*Given problem*
From the passage about attacks on Middle East scholarship, please list the organizations it names as attacking scholarly criticisms of Israeli policy.

*Selected text*
Some of the major tactics in this campaign have been the launching of witch
hunts against specific professors, calling for their dismissal from their jobs,
and, failing that, smear their reputation; target Middle East Studies as a scholarly
field more generally and cut federal funding to it and place it under governmental
supervision, and promote apologists for Israel in the guise of scholars as the
only adequate scholarly alternative. While shutting down the educational process
in favour of religious theories of creationism and the like has been around
for a while, the recent attack on scholars who disagree with US foreign policy
and the policies of the state of Israel are the main mobilisational issues of
the current campaign.
What is at stake in this assault is not only academic freedom, but scholarship
per se, and specifically scholarship on Palestine and Israel, which is the primary
target of the witch-hunters.
What makes these anti-scholarship attacks possible and popular is the existence
of a major discrepancy, even a radical disconnect, between popular knowledge
and media coverage about the Palestine/Israel conundrum and established scholarly
knowledge about the topic. It is this disconnect that the witch hunters mobilise
against scholarship as proof that it is not media and popular knowledge, which
defends Israeli policy and Zionism's axioms, that is ideological, but rather
academic scholarship which has largely uncovered unsavory facts about both.
Thus when young American students who come from ideologically charged homes,
schools, and environments, attend university classes about the subject, they
mistake established scholarship as pro- Palestinian propaganda, a conclusion
that is propped up by the likes of Campus Watch, the David Project, and the
Anti- Defamation League, all three organisations who make it part or all their
business to attack scholarly criticisms of Israeli policy.

*Dataset records about object locations*
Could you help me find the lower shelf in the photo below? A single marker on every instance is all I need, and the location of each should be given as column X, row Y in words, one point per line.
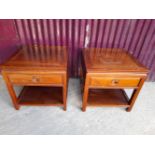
column 107, row 97
column 41, row 96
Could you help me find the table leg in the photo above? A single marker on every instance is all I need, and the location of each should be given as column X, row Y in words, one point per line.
column 134, row 95
column 65, row 93
column 11, row 92
column 85, row 95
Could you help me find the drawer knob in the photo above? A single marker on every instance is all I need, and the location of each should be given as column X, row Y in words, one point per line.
column 115, row 82
column 35, row 79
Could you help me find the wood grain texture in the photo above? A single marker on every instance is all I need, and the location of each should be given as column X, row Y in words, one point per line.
column 111, row 71
column 42, row 70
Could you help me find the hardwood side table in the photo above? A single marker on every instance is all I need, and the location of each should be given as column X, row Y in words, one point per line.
column 105, row 73
column 42, row 71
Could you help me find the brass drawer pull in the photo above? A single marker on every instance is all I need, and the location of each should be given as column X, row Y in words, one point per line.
column 115, row 82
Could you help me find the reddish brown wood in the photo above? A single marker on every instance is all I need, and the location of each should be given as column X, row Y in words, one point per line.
column 110, row 71
column 42, row 70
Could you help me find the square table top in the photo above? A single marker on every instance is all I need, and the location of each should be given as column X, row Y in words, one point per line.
column 38, row 57
column 111, row 60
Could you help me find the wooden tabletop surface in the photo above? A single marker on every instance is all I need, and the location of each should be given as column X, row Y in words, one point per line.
column 111, row 60
column 38, row 57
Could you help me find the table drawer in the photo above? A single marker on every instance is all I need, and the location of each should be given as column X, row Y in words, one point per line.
column 30, row 79
column 114, row 82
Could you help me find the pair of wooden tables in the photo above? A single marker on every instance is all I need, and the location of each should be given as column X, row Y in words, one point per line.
column 42, row 71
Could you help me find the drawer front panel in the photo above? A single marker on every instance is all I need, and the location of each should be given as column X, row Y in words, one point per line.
column 114, row 82
column 35, row 79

*Full output*
Campus Watch, the David Project, the Anti-Defamation League